▶ [Listed records]
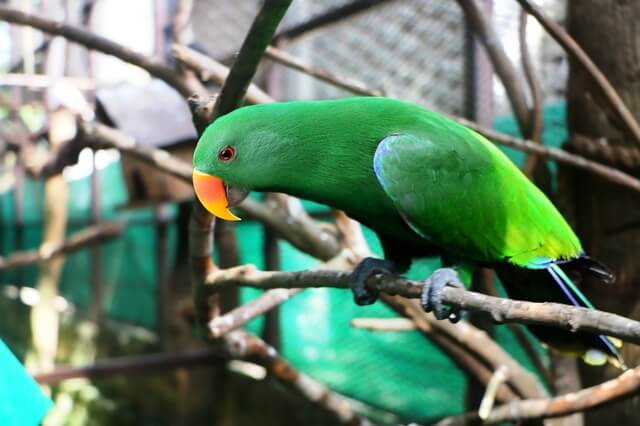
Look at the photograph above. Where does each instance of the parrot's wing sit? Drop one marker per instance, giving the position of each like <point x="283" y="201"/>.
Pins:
<point x="459" y="191"/>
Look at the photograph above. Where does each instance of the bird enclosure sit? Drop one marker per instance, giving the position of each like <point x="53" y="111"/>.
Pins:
<point x="127" y="303"/>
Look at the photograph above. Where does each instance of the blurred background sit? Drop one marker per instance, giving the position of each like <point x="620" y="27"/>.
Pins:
<point x="127" y="296"/>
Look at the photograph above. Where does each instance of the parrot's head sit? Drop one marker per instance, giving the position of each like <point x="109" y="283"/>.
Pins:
<point x="238" y="153"/>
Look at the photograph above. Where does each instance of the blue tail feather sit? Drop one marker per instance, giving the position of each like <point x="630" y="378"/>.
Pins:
<point x="571" y="291"/>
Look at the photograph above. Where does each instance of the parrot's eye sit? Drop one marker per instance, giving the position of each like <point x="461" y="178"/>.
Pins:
<point x="227" y="154"/>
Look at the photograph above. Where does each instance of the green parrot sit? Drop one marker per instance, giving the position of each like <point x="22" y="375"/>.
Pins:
<point x="426" y="185"/>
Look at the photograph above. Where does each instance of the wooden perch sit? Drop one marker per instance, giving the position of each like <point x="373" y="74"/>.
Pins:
<point x="96" y="42"/>
<point x="501" y="310"/>
<point x="92" y="235"/>
<point x="580" y="56"/>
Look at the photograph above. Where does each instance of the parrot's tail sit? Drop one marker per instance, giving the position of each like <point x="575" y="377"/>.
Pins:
<point x="552" y="284"/>
<point x="577" y="298"/>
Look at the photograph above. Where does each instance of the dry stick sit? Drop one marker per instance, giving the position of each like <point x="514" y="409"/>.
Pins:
<point x="622" y="386"/>
<point x="284" y="58"/>
<point x="92" y="235"/>
<point x="288" y="220"/>
<point x="471" y="340"/>
<point x="501" y="310"/>
<point x="534" y="132"/>
<point x="96" y="42"/>
<point x="500" y="61"/>
<point x="245" y="346"/>
<point x="324" y="20"/>
<point x="131" y="365"/>
<point x="572" y="48"/>
<point x="241" y="315"/>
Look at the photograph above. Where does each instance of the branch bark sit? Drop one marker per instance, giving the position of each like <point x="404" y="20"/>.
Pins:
<point x="500" y="61"/>
<point x="93" y="235"/>
<point x="573" y="49"/>
<point x="96" y="42"/>
<point x="626" y="384"/>
<point x="501" y="310"/>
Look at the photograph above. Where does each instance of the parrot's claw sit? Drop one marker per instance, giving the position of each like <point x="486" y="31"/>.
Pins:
<point x="368" y="267"/>
<point x="431" y="297"/>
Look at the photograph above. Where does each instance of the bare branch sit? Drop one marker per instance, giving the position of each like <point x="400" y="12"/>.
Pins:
<point x="500" y="61"/>
<point x="95" y="42"/>
<point x="622" y="386"/>
<point x="255" y="43"/>
<point x="473" y="341"/>
<point x="572" y="48"/>
<point x="384" y="324"/>
<point x="241" y="315"/>
<point x="208" y="69"/>
<point x="89" y="236"/>
<point x="501" y="310"/>
<point x="324" y="20"/>
<point x="243" y="345"/>
<point x="609" y="173"/>
<point x="284" y="58"/>
<point x="131" y="365"/>
<point x="534" y="132"/>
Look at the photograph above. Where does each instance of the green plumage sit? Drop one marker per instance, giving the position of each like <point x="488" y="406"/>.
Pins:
<point x="427" y="185"/>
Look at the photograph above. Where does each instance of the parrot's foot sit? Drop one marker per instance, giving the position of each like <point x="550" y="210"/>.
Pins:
<point x="431" y="298"/>
<point x="368" y="267"/>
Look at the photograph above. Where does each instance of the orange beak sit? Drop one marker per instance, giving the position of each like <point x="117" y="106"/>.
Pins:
<point x="211" y="192"/>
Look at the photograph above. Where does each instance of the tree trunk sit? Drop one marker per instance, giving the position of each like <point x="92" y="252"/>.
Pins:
<point x="606" y="216"/>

▶ [Job] The answer consists only of the lines from the one containing "the green plumage" to the end of the records, each written out exactly.

▶ [Exercise solution]
Look at the photograph above. Where does each instance of the green plumage sit? Drop one marker per instance, giving the position of each like <point x="488" y="406"/>.
Pins:
<point x="427" y="185"/>
Look at the photograph above. Where does each instance of the parrot's foot sit? Drop one marker per instance, giving the position of each like <point x="550" y="210"/>.
Pins:
<point x="431" y="298"/>
<point x="368" y="267"/>
Look at the photograph above. Where does each instance of the orange beak sit? Drop one marker per instance, giving the position of each like <point x="117" y="106"/>.
Pins:
<point x="211" y="192"/>
Look at the photograph above. Where does each instance of the tree trunk sit? Drop one marker per instance, giving the position of each like <point x="92" y="252"/>.
Pins:
<point x="606" y="216"/>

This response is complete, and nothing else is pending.